TASK REQUIREMENTS: Extend the post comparing the data models of Bazaar and Git, picking up right after its last sentence and carrying on in the same voice.

READING TEXT:
-.-.-

Friday, 11 July 2008

Bazaar has the model right

Some people in the GNOME community have suggested that if Bazaar has nice usability, then GNOME can just use Git on the back-end, and Bazaar lovers can just use the Git back-end via Bazaar. It's true that Bazaar could support this — an experimental plug-in exists to do this right now. But this suggestion betrays several wrong assumptions.

People assume Git and Bazaar are the same. They're not. People assume that if Git and Bazaar have technical differences, then Git must have it right.

The problem with these assumptions is that usability begins at the ground level. Bazaar started with a focus on usability. Git began with a focus on speed. The data models of both Bazaar and Git reflect their initial focus. But Bazaar's model can also be fast. In fact, the Bazaar developers are currently optimising a number of key operations for speed.

Data retrieval

Git and Bazaar are both key/value mapping systems. When bytes are needed, they are requested with that key.

The big difference is that Git's keys are also the hashes of the bytes. This is why it's called a content-addressable file system. This allows git to offer a guarantee that if the value hashes to the key, it has not been modified, whether deliberately or by accident. The Bazaar team considered adopting this approach, but decided it was too constricting. Bazaar uses UUIDs instead.

-.-.-

GIVEN RECORDS:

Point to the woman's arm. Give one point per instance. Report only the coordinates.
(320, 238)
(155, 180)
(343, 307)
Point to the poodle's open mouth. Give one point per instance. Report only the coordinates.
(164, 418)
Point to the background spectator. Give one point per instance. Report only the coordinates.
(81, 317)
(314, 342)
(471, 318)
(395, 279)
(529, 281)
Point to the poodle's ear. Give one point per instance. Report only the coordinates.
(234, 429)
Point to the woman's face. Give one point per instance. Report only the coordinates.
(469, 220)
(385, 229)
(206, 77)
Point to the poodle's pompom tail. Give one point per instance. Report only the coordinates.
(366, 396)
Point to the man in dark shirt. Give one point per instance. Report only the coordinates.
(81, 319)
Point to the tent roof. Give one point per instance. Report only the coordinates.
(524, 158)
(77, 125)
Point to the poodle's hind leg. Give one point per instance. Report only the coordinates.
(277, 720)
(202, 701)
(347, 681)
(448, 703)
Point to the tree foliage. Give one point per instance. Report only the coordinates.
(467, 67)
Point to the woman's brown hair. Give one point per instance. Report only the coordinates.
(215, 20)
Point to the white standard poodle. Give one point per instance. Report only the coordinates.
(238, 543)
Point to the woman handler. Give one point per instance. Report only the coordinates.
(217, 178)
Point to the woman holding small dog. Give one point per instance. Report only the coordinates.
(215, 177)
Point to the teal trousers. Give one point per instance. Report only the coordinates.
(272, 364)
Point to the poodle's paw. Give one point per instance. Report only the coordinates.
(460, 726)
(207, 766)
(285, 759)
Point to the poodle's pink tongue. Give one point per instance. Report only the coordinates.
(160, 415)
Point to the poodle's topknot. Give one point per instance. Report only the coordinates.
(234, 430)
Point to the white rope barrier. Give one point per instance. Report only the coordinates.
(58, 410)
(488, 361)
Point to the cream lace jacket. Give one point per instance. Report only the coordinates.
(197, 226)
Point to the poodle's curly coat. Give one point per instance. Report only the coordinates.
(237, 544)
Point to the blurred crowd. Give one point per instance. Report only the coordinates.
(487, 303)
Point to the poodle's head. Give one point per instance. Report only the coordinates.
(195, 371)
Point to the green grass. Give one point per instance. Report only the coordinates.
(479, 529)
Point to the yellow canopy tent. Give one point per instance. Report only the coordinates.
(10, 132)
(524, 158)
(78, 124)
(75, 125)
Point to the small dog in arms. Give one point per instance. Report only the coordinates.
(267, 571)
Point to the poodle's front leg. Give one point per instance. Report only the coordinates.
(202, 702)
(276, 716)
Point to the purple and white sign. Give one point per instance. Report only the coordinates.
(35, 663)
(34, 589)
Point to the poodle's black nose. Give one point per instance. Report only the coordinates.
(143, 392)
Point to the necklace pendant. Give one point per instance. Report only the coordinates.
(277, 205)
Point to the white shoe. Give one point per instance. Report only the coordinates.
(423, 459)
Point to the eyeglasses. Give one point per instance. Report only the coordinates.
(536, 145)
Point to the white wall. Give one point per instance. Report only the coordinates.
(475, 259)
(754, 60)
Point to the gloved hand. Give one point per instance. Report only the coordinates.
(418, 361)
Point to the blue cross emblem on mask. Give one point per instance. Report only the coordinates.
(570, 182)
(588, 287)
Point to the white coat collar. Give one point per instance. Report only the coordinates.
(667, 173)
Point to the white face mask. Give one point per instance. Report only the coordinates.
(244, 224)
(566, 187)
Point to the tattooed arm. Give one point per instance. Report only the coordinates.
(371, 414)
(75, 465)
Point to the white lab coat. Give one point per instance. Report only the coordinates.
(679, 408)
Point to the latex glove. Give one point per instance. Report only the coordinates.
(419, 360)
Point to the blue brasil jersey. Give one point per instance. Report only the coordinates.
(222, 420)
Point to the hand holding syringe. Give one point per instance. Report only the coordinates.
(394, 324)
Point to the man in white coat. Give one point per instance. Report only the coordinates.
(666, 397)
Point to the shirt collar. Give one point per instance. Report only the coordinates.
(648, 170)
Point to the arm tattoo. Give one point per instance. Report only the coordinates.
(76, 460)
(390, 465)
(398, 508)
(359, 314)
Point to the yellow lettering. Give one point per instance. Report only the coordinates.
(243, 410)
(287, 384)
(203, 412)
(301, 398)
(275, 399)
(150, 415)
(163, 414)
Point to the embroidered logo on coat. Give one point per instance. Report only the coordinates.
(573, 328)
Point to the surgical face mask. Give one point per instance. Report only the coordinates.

-.-.-

TASK OUTPUT:
Authenticating revisions

For detecting malicious modification of revisions, Git uses its cryptographic hashes.

Bazaar uses revision-signing. All revisions can be PGP-signed. No signed revision can be forged. And the hashed representation can easily be generated and passed around to ensure that exactly the same content is used.

If SHA-1 is broken, both Bazaar and Git will lose their ability to detect malicious modification. But since Bazaar uses UUIDs to identify revisions, users can re-sign their old revisions with whatever method proves to be secure. Changing the hash used by Git would make it incompatible with all existing repositories.

Data Integrity and Serialization formats

Bazaar stores hashes of every value, so it equally capable of detecting accidental modification. It can be useful to have different representations of a tree in different repositories. For example, when Git lists files, it divides this data by directory. This is a good approach, but not necessarily the best approach. An alternative approach would be to use a radix tree. This would ensure that Git performed quickly even if users put unreasonable numbers of files in a single directory. But Git's keys are hashes, upgrading Git's format to use radix trees would change the keys, which means that people could not use the commit-id from one repository to refer to the same tree in an other form.

Bazaar doesn't assume it has the perfect format. It provides an upgrade path, and does't change the commit-id of a revision if you change your format. What's more, Bazaar can even reference data it has never seen. This allows partial imports from other VCSes to be fully compatible with more complete imports. And if a VCS provides UUIDs (content hashes certainly qualify as UUIDs), Bazaar can refer to those UUIDs directly.

File and directory representation

Git refers to files by path. It makes no attempt to track renames in its data store.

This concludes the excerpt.